• EXERCISE GOAL
Extract every record, keeping each one exactly as it is.

--*--

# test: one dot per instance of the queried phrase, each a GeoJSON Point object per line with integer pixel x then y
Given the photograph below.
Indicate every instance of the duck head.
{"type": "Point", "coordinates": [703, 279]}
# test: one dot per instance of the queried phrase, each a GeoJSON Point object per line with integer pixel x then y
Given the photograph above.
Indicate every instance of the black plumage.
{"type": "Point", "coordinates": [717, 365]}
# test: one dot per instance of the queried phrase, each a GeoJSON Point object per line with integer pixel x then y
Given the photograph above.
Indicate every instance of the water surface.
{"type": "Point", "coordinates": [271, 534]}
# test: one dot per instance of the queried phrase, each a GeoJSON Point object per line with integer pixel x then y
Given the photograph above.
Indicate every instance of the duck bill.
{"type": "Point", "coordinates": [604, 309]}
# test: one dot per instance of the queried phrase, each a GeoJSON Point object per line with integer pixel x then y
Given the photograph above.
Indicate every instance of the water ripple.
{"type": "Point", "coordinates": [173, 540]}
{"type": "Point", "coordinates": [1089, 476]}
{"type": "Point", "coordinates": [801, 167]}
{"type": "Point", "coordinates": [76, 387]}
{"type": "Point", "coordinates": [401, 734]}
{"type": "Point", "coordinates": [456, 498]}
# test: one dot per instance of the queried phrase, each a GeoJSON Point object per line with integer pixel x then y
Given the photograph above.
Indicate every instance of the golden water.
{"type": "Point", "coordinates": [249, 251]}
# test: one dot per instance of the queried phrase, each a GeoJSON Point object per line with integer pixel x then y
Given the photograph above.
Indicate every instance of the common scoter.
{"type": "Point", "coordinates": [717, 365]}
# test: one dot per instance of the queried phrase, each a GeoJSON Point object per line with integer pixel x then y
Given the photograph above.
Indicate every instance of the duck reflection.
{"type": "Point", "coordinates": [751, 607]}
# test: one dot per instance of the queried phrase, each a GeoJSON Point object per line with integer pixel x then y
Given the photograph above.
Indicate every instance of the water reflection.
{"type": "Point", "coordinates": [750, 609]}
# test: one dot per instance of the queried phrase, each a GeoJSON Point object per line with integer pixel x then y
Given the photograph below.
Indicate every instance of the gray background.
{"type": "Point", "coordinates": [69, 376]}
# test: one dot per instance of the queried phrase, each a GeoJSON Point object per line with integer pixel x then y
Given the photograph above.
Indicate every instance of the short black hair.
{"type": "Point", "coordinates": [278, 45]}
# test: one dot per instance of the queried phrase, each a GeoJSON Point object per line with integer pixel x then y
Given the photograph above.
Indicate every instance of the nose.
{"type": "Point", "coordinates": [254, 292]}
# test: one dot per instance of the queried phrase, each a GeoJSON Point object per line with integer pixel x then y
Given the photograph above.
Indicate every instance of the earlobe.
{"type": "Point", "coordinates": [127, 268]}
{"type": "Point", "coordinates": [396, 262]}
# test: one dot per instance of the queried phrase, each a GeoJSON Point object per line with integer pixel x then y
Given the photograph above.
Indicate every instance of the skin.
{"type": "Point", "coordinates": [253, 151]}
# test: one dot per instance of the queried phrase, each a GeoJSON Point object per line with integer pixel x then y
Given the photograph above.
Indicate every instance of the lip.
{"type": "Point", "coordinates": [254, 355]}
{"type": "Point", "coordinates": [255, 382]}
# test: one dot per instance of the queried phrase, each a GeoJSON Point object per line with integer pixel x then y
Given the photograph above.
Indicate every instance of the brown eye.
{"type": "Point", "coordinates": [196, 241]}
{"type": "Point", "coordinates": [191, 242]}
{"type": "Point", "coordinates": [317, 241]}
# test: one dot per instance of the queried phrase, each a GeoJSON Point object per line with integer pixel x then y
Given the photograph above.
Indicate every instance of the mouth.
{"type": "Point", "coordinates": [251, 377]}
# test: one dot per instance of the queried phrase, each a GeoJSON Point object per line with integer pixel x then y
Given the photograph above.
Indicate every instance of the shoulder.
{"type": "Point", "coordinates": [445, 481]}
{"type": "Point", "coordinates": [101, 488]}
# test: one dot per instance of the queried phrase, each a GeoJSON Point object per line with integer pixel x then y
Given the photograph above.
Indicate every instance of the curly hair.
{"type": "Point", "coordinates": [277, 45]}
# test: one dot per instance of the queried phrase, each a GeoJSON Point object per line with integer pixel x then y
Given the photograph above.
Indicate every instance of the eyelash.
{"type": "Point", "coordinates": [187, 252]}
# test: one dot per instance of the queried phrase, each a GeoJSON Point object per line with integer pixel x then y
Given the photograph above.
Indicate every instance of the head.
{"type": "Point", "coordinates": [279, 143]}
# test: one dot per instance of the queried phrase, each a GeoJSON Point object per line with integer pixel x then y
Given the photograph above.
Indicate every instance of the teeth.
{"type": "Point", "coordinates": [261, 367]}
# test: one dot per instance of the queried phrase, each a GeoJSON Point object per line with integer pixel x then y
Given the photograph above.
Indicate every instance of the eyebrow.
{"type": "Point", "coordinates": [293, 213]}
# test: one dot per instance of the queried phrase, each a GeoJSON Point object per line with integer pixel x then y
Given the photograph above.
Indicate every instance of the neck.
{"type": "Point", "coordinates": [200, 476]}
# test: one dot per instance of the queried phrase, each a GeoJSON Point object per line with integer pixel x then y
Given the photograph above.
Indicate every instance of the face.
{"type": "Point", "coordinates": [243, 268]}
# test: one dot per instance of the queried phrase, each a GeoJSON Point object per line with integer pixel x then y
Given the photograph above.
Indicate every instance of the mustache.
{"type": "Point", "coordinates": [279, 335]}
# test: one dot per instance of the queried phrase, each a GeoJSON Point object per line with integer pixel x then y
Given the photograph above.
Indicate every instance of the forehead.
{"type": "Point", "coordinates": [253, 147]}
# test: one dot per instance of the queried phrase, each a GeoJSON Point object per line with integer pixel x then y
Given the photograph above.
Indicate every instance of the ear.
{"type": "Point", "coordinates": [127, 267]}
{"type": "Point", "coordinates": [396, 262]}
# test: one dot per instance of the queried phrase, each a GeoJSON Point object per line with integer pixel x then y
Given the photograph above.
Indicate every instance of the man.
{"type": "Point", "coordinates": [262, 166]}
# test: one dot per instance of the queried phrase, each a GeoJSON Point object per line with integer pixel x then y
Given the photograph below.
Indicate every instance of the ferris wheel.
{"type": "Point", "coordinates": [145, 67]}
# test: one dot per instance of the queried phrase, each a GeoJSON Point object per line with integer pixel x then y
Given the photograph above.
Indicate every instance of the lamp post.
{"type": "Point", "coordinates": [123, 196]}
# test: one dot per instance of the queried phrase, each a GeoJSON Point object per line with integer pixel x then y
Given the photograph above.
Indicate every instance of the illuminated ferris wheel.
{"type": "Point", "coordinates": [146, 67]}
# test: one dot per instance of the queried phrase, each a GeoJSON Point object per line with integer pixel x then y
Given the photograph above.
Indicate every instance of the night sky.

--*--

• PROBLEM SOLUTION
# test: one dot per instance of the queried phrase, each a GeoJSON Point object per line with integer pixel x then y
Given the photograph below.
Indicate every instance of the duck head.
{"type": "Point", "coordinates": [703, 279]}
# test: one dot per instance of the queried phrase, each a GeoJSON Point object per line with integer pixel x then y
Given the photograph above.
Indicate every instance of the black plumage.
{"type": "Point", "coordinates": [717, 365]}
# test: one dot per instance of the queried phrase, each a GeoJSON Point object per line with integer pixel x then y
Given the photograph above.
Indicate every instance of the water surface.
{"type": "Point", "coordinates": [271, 534]}
# test: one dot per instance of the queried phrase, each a GeoJSON Point object per line with integer pixel x then y
Given the photograph above.
Indicate every instance of the duck bill.
{"type": "Point", "coordinates": [604, 309]}
# test: one dot per instance of the queried phrase, each a GeoJSON Point object per line with integer pixel x then y
Given the photograph above.
Indicate every instance of the water ripple.
{"type": "Point", "coordinates": [173, 540]}
{"type": "Point", "coordinates": [1089, 476]}
{"type": "Point", "coordinates": [801, 167]}
{"type": "Point", "coordinates": [76, 387]}
{"type": "Point", "coordinates": [401, 734]}
{"type": "Point", "coordinates": [456, 498]}
# test: one dot per instance of the queried phrase, each a GeoJSON Point object per line with integer pixel x then y
Given the photograph above.
Indicate every instance of the golden water.
{"type": "Point", "coordinates": [249, 251]}
# test: one dot per instance of the queried phrase, each a GeoJSON Point object per line with integer pixel x then y
Given the photograph above.
Indicate every instance of the common scoter.
{"type": "Point", "coordinates": [717, 365]}
# test: one dot per instance of the queried phrase, each a GeoJSON Point object per line with integer pixel x then y
Given the photograph above.
Indicate every instance of the duck reflection.
{"type": "Point", "coordinates": [751, 607]}
# test: one dot per instance of the queried phrase, each a GeoJSON Point object per line with integer pixel x then y
Given the photograph above.
Indicate every instance of the water reflection.
{"type": "Point", "coordinates": [750, 609]}
# test: one dot per instance of the queried phrase, each a GeoJSON Point object per line with integer pixel x then y
Given the photograph below.
Indicate every instance of the gray background.
{"type": "Point", "coordinates": [69, 376]}
# test: one dot per instance of the queried phrase, each a GeoJSON Point object per line with integer pixel x then y
Given the photograph above.
Indicate every instance of the short black hair.
{"type": "Point", "coordinates": [278, 45]}
# test: one dot per instance of the queried phrase, each a GeoJSON Point object per line with integer pixel x then y
Given the photograph above.
Indicate every instance of the nose.
{"type": "Point", "coordinates": [254, 292]}
# test: one dot per instance of the queried phrase, each a GeoJSON Point object per line with integer pixel x then y
Given the photograph above.
Indicate every instance of the earlobe.
{"type": "Point", "coordinates": [127, 268]}
{"type": "Point", "coordinates": [396, 262]}
# test: one dot per instance of the queried phrase, each a GeoJSON Point object per line with integer pixel x then y
Given the photograph above.
Indicate every instance of the skin.
{"type": "Point", "coordinates": [253, 151]}
# test: one dot per instance of the queried phrase, each a GeoJSON Point object per line with integer pixel x then y
Given the photograph above.
Indicate every instance of the lip.
{"type": "Point", "coordinates": [254, 355]}
{"type": "Point", "coordinates": [255, 382]}
# test: one dot per instance of the queried phrase, each a GeoJSON Point object per line with integer pixel x then y
Given the photograph above.
Indicate every instance of the brown eye.
{"type": "Point", "coordinates": [196, 241]}
{"type": "Point", "coordinates": [191, 242]}
{"type": "Point", "coordinates": [317, 241]}
# test: one dot per instance of the queried phrase, each a GeoJSON Point object per line with integer pixel x then y
Given the photograph above.
Indicate every instance of the mouth.
{"type": "Point", "coordinates": [251, 377]}
# test: one dot per instance of the queried phrase, each a GeoJSON Point object per line with integer pixel x then y
Given the photograph above.
Indicate every instance of the shoulder.
{"type": "Point", "coordinates": [445, 481]}
{"type": "Point", "coordinates": [101, 488]}
# test: one dot per instance of the queried phrase, each a GeoJSON Point object per line with integer pixel x then y
Given the photograph above.
Indicate every instance of the curly hair.
{"type": "Point", "coordinates": [277, 45]}
# test: one dot per instance of the queried phrase, each a GeoJSON Point object per line with integer pixel x then y
Given the photograph above.
Indicate every instance of the eyelash.
{"type": "Point", "coordinates": [187, 252]}
# test: one dot per instance of the queried phrase, each a GeoJSON Point object per line with integer pixel x then y
Given the photograph above.
Indicate every instance of the head.
{"type": "Point", "coordinates": [279, 143]}
# test: one dot per instance of the queried phrase, each a GeoJSON Point object per line with integer pixel x then y
Given the photograph above.
Indicate every instance of the teeth.
{"type": "Point", "coordinates": [261, 367]}
# test: one dot per instance of the queried phrase, each a GeoJSON Point object per line with integer pixel x then y
Given the photograph above.
Indicate every instance of the eyebrow.
{"type": "Point", "coordinates": [293, 213]}
# test: one dot per instance of the queried phrase, each a GeoJSON Point object per line with integer pixel x then y
Given the photograph above.
Indicate every instance of the neck.
{"type": "Point", "coordinates": [200, 476]}
# test: one dot per instance of the queried phrase, each a GeoJSON Point object per line with integer pixel x then y
Given the photograph above.
Indicate every instance of the face.
{"type": "Point", "coordinates": [243, 268]}
# test: one dot per instance of the queried phrase, each a GeoJSON Point object per line with integer pixel x then y
Given the photograph above.
Indicate every instance of the mustache.
{"type": "Point", "coordinates": [279, 335]}
# test: one dot per instance of the queried phrase, each a GeoJSON Point object per line with integer pixel x then y
Given the photograph above.
Indicate every instance of the forehead.
{"type": "Point", "coordinates": [253, 147]}
# test: one dot per instance of the queried phrase, each a GeoJSON Point object per line with integer pixel x then y
Given the photograph above.
Indicate every instance of the ear.
{"type": "Point", "coordinates": [127, 267]}
{"type": "Point", "coordinates": [396, 262]}
# test: one dot per instance of the queried phrase, each a GeoJSON Point object per line with integer pixel x then y
Given the photograph above.
Indicate every instance of the man.
{"type": "Point", "coordinates": [262, 166]}
# test: one dot per instance of the queried phrase, each a GeoJSON Point object per line with integer pixel x then y
Given the photograph below.
Indicate every instance of the ferris wheel.
{"type": "Point", "coordinates": [145, 67]}
# test: one dot per instance of the queried phrase, each a GeoJSON Point object per line with integer pixel x then y
Given the photograph above.
Indicate every instance of the lamp post.
{"type": "Point", "coordinates": [123, 196]}
# test: one dot per instance of the queried phrase, each a GeoJSON Point object per line with integer pixel x then y
Given the photograph above.
Indicate every instance of the illuminated ferris wheel.
{"type": "Point", "coordinates": [146, 67]}
# test: one dot per instance of the queried phrase, each a GeoJSON Point object per line with integer pixel x then y
Given the photograph above.
Indicate every instance of the night sky.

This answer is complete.